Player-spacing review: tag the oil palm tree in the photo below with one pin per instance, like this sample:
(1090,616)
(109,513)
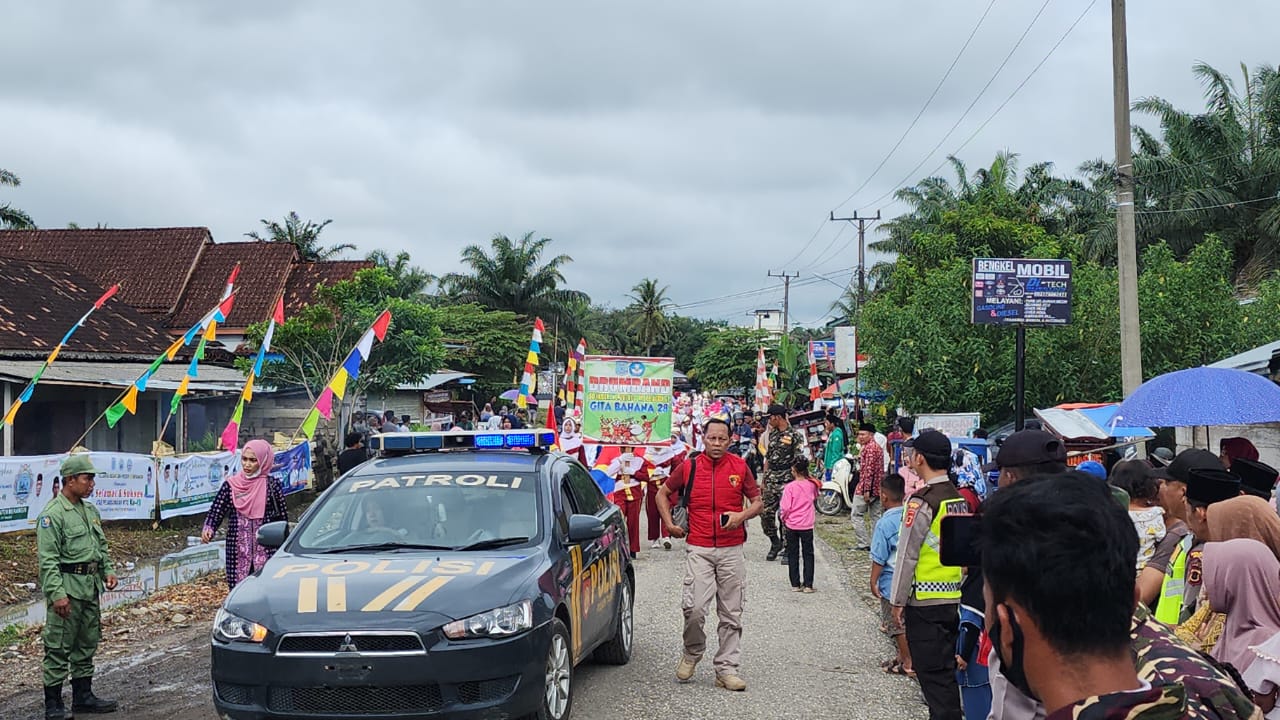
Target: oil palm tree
(1215,172)
(648,311)
(512,276)
(10,217)
(304,236)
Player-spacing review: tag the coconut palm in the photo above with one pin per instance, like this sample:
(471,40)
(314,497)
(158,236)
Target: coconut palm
(10,217)
(648,311)
(1216,172)
(512,276)
(304,236)
(411,281)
══════════
▸ Short exercise
Convert every line of the material above into a Markdown table with two columns, Row for the row number and Entry for the line, skipping any blank lines. Omit the pictures from the table.

▸ Exercise answer
| Row | Entry |
|---|---|
| 1 | Player-spacing review: tag the oil palm tree in the photo below with one pin per instance, like this sample: |
| 2 | (1090,616) |
| 3 | (109,513) |
| 4 | Target: oil palm tree |
| 5 | (1215,172) |
| 6 | (648,311) |
| 7 | (512,276) |
| 8 | (10,217) |
| 9 | (304,236) |
| 10 | Player-spacing review: tag the coconut palm in the photo above with one pin per instance, like this sample: |
| 11 | (471,40) |
| 12 | (314,497) |
| 13 | (158,236) |
| 14 | Target: coconut palm |
| 15 | (10,217) |
| 16 | (648,311) |
| 17 | (1216,172) |
| 18 | (512,276) |
| 19 | (304,236) |
| 20 | (411,281) |